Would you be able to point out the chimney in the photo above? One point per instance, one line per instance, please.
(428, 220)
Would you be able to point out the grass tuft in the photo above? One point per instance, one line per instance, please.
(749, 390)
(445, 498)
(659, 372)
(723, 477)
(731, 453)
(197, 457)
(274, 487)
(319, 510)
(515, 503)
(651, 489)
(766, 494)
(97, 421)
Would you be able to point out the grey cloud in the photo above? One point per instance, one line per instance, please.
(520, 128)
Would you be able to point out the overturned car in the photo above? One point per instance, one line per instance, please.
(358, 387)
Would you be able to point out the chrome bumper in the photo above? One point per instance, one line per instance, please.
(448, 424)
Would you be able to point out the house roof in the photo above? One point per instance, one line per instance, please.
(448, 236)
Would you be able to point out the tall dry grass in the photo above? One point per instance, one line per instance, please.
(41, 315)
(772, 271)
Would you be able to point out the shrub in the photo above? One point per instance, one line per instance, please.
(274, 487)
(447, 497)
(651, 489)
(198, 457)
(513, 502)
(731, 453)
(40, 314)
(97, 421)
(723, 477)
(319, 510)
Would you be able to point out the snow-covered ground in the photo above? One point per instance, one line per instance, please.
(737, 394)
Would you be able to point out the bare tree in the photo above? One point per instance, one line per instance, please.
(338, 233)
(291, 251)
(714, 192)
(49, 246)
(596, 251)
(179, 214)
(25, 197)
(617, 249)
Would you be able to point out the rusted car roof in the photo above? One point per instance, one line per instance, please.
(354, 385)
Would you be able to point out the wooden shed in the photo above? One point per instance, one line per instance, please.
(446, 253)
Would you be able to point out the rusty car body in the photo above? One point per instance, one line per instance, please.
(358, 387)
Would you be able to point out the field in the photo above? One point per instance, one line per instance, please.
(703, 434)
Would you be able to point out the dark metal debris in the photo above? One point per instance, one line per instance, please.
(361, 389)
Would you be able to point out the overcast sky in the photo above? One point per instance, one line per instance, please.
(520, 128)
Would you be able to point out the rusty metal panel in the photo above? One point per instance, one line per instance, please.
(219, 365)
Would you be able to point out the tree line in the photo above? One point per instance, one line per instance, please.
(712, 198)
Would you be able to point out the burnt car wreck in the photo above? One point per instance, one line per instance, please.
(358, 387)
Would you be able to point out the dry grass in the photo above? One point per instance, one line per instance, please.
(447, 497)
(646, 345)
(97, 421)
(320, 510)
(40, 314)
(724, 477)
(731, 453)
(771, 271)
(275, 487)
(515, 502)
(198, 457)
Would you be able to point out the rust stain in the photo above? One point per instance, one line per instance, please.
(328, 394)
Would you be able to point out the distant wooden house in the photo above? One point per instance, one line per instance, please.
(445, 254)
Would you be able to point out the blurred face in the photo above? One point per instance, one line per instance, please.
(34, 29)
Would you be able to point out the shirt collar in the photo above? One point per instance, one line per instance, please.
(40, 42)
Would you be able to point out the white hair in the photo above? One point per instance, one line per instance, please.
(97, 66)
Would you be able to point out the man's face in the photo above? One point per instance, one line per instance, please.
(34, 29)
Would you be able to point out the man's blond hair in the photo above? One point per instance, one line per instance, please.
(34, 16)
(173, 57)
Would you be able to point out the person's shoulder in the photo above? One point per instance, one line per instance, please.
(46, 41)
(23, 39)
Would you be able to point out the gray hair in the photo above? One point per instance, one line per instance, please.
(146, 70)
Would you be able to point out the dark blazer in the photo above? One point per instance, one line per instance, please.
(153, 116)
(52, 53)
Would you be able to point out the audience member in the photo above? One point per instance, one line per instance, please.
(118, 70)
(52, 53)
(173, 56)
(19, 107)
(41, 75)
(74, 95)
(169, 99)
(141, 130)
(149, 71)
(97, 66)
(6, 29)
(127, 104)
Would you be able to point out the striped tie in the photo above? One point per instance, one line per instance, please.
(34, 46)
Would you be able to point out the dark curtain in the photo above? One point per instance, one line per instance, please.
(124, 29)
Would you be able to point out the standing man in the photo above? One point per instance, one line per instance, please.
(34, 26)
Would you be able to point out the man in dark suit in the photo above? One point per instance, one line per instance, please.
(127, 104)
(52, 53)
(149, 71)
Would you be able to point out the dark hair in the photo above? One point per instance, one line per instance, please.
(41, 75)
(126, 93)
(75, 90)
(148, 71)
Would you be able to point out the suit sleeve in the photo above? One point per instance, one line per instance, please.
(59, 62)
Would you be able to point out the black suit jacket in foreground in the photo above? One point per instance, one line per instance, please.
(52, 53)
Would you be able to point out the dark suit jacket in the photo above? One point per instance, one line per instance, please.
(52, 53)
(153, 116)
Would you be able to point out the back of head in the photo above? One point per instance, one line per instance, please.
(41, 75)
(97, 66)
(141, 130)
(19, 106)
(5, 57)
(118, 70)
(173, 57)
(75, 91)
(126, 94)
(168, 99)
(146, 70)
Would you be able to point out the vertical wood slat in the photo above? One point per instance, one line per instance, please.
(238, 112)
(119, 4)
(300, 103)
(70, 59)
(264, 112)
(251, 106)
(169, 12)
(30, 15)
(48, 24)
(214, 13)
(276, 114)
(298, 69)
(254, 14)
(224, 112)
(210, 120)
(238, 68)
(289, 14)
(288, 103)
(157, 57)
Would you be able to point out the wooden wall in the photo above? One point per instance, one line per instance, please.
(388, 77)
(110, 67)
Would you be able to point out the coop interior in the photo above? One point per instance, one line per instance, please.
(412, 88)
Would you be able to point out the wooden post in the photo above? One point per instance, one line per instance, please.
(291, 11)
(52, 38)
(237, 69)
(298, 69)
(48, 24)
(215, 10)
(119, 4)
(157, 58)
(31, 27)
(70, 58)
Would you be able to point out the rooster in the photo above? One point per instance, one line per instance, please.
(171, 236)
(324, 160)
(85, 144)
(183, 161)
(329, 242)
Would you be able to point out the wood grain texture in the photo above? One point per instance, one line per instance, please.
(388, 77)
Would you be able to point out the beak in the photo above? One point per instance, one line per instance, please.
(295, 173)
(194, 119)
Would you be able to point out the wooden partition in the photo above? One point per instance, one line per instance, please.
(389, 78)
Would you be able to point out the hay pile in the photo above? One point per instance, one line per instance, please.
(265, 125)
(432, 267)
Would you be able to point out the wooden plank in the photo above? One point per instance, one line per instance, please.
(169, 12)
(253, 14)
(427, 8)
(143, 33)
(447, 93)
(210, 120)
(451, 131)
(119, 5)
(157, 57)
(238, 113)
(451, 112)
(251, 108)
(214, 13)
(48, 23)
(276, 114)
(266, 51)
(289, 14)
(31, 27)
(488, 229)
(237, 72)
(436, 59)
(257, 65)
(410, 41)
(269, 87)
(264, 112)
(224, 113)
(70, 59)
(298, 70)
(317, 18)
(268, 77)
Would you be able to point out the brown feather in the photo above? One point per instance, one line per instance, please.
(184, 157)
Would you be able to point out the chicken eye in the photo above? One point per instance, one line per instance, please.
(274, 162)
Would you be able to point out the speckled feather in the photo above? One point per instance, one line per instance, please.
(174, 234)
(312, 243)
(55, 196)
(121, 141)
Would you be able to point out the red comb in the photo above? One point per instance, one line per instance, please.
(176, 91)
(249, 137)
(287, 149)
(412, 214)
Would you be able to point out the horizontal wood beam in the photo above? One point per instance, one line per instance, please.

● ● ●

» DIRECTIVE
Rewrite the entries from the line containing "Would you be able to point out the brown" through the last line of the entries, requests included, and shift every coordinate in the answers by adding 88 to it.

» WRITTEN ANSWER
Would you be able to point out the brown feather in the photo above? One point per instance, one line per instance, please.
(272, 245)
Would you be able to point out the chicken eye in the photo above? One point per instance, one line per instance, please.
(362, 250)
Would you be able to point out the speckled feather in the photo above? One point per instance, one line per instance, please.
(262, 322)
(400, 331)
(143, 284)
(209, 229)
Would you be able to point out the red comb in the photo above? One point per instance, one line per instance, please.
(264, 179)
(337, 225)
(375, 237)
(500, 302)
Would you be able to point out the horizontal wood beam in the photo above? One point per instance, one line per instance, please.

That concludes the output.